__WHAT IS REQUIRED__:
Below are the data; count the lines with the string "graffiti" in them and give that number only.

[GIVEN DATA — start]

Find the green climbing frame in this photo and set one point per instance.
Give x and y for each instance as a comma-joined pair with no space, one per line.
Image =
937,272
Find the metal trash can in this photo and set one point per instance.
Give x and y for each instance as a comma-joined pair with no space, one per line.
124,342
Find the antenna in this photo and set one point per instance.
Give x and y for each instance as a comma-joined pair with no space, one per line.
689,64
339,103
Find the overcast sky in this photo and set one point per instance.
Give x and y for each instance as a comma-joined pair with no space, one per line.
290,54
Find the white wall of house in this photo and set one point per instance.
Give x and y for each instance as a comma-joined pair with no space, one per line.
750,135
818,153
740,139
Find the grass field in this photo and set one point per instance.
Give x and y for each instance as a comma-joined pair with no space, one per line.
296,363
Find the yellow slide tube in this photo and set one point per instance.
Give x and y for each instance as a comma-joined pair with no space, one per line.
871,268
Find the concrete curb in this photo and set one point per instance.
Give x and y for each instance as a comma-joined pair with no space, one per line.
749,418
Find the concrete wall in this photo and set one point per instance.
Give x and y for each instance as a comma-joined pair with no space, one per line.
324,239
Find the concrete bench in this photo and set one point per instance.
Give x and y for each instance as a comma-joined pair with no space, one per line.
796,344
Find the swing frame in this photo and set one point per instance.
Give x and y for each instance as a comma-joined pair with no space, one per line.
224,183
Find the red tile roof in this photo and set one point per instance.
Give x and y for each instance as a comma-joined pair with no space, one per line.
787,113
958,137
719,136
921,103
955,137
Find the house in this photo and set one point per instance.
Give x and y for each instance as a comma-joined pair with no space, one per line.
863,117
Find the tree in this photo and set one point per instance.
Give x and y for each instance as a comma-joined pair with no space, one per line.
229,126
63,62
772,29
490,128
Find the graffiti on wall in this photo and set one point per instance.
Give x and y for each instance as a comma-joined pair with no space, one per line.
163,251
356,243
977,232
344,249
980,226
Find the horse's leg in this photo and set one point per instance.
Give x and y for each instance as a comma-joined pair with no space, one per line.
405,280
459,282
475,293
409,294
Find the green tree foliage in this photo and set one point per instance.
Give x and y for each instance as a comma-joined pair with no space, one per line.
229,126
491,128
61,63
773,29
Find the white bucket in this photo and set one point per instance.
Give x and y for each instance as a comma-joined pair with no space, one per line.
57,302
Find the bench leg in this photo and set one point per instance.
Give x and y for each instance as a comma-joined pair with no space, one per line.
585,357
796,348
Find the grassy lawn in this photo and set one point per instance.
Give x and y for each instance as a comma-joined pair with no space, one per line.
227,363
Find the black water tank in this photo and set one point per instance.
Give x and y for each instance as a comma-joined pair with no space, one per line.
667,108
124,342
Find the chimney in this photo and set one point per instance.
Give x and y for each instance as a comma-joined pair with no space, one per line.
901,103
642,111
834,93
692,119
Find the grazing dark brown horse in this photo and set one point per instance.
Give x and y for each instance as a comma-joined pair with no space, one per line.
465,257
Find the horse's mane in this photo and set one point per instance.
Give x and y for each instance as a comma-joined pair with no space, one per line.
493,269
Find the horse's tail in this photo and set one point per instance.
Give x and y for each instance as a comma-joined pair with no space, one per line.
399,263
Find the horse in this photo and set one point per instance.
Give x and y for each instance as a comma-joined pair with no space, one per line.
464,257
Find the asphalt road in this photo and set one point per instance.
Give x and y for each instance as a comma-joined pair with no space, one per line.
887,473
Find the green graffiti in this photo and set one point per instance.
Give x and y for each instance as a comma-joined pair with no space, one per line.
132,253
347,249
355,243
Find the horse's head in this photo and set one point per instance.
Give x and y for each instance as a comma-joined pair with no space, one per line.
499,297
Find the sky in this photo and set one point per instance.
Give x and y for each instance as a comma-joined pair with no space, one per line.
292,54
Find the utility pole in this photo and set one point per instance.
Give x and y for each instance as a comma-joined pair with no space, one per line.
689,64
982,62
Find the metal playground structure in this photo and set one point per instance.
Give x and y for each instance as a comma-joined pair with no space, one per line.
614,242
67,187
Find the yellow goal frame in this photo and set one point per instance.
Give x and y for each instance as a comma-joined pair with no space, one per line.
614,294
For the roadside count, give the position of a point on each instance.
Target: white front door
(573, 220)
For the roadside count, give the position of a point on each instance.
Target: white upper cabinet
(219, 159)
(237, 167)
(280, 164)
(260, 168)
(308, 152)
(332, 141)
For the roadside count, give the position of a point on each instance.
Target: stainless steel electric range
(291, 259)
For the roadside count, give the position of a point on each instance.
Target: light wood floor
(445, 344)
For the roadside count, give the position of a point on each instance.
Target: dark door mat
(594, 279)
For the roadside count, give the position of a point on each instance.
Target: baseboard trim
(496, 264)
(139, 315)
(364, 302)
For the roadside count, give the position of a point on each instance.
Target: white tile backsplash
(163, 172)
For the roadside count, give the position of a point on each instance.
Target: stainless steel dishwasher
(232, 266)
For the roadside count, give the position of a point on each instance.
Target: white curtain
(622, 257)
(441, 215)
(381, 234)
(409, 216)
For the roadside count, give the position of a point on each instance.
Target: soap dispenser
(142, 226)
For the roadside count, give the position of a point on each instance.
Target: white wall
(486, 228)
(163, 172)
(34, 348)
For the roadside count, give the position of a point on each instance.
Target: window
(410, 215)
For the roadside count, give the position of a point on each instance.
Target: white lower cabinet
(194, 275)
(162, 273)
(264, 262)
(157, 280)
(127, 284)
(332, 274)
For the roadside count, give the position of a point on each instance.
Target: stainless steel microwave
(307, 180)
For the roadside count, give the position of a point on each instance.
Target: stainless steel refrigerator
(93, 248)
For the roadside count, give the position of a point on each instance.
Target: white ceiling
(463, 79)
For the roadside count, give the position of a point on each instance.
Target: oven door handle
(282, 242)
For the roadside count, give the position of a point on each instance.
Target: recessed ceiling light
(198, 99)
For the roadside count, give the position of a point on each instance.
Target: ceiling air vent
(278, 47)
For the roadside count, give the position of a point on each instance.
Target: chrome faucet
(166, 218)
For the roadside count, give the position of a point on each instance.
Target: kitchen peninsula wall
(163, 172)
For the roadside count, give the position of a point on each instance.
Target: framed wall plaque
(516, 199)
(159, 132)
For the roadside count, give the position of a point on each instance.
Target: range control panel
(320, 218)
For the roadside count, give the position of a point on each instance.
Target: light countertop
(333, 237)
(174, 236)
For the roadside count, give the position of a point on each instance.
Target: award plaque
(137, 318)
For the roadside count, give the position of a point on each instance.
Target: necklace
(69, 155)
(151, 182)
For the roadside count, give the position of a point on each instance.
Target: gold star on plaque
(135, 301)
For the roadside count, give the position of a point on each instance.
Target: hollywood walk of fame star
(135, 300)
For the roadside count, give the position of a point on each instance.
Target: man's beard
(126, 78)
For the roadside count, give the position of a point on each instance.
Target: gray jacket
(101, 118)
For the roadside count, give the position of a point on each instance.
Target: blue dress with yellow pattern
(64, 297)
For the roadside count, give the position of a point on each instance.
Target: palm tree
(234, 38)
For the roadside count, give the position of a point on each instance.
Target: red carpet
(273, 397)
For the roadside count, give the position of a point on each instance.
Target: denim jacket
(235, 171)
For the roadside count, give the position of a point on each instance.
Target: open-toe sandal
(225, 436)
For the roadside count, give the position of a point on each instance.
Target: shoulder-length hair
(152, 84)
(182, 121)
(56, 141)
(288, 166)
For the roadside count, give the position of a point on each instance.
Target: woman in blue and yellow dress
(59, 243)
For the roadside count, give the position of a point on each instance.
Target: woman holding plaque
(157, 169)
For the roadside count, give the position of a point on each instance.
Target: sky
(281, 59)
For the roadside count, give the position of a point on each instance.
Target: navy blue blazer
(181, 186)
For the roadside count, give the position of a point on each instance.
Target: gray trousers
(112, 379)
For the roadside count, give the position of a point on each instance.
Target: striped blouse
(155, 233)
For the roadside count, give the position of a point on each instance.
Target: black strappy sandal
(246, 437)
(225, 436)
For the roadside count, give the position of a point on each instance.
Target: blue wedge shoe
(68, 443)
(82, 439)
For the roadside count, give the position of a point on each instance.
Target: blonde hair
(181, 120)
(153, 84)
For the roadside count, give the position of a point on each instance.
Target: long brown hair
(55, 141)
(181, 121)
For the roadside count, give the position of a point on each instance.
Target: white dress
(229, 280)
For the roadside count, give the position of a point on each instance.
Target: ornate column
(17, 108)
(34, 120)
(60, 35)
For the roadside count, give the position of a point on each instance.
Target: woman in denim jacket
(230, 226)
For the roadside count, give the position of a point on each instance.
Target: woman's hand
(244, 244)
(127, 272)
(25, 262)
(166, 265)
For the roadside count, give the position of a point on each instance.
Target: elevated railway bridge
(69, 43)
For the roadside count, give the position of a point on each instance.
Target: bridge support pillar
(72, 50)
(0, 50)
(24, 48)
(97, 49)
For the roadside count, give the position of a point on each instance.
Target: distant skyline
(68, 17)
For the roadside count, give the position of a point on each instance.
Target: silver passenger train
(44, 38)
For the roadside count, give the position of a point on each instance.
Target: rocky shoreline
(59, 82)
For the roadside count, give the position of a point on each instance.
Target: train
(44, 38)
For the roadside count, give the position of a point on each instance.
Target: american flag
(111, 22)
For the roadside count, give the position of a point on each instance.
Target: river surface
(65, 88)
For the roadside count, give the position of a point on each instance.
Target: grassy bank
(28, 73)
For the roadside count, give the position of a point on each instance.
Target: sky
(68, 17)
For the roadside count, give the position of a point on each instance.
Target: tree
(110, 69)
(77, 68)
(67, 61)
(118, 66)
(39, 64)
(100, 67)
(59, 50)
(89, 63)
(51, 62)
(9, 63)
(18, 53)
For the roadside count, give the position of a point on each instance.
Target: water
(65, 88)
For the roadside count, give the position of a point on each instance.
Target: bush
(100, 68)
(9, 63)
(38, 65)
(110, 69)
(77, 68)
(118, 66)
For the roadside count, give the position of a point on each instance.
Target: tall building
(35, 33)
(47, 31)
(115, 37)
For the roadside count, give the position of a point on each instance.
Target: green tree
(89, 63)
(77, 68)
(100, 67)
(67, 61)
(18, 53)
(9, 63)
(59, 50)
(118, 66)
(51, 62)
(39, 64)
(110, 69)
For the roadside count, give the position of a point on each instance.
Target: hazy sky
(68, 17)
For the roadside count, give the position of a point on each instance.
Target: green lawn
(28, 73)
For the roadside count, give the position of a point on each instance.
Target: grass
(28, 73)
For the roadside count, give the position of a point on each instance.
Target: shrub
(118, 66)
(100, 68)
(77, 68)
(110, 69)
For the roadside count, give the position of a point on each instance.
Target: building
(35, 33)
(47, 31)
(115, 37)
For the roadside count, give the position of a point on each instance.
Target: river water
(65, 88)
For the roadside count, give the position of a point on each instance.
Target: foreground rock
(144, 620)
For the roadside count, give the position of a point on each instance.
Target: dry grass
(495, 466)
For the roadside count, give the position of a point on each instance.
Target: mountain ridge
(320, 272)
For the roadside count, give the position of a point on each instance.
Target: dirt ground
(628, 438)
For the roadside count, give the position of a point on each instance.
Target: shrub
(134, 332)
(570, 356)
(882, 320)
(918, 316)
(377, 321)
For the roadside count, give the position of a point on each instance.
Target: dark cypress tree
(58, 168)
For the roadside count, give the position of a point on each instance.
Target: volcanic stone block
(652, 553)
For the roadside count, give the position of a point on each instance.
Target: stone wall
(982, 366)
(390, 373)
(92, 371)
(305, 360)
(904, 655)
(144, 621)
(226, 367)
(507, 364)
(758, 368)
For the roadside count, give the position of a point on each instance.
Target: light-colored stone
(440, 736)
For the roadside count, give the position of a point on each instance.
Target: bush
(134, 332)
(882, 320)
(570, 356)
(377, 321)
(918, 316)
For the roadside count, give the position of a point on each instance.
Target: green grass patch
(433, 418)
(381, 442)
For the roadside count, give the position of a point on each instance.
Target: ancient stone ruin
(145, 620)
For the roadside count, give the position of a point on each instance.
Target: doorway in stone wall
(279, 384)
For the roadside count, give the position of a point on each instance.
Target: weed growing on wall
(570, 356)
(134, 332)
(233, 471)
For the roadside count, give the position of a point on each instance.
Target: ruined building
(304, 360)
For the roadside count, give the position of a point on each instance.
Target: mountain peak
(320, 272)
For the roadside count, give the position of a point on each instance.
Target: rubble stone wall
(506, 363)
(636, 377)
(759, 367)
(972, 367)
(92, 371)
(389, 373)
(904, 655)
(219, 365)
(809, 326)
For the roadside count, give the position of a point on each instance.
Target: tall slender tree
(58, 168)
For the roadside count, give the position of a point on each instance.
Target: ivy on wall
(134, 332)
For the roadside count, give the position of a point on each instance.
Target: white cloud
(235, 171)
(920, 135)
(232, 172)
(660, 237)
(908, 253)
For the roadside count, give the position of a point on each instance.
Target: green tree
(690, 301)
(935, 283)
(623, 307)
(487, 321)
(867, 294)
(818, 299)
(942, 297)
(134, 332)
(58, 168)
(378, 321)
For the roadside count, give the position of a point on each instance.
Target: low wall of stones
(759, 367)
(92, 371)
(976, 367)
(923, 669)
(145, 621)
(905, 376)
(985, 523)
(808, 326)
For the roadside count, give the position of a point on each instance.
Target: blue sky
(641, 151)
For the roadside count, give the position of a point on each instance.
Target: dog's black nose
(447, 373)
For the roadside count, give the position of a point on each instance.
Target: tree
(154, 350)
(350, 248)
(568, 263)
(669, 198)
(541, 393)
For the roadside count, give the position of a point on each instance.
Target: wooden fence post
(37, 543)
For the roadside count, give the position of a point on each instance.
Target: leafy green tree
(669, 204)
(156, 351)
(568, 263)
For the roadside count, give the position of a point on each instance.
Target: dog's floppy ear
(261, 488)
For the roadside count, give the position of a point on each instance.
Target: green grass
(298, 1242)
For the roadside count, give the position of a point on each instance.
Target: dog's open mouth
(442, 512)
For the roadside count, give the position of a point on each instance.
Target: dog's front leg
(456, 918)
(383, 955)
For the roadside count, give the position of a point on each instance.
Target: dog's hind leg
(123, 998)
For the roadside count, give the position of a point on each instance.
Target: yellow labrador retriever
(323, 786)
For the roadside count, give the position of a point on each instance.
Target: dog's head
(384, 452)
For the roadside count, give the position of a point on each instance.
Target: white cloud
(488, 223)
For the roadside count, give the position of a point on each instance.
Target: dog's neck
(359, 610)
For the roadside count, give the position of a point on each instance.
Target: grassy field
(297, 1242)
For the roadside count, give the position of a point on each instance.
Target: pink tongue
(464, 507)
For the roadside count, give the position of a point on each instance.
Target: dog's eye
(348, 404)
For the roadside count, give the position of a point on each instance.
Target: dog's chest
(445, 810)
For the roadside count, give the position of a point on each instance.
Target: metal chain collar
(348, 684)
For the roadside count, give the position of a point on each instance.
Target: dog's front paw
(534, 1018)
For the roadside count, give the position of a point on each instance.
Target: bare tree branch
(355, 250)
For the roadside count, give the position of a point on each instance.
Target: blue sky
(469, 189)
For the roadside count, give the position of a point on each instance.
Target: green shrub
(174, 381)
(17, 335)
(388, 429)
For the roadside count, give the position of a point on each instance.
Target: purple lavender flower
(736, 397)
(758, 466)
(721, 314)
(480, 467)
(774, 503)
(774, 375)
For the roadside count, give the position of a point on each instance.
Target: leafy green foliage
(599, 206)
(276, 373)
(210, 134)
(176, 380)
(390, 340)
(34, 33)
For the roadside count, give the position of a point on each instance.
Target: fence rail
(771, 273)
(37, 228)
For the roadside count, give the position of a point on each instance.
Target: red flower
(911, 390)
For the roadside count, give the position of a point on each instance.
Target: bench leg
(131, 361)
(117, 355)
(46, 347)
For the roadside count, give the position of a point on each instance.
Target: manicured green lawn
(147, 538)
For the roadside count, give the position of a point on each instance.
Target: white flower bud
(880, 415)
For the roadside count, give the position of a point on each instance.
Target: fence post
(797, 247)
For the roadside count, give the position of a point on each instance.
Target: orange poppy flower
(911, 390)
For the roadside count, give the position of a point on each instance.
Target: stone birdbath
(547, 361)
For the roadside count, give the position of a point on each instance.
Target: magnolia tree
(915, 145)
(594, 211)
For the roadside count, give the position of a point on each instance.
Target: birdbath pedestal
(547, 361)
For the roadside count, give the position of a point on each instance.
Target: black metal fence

[GIVEN DATA — finish]

__ANSWER FOR THE TASK__:
2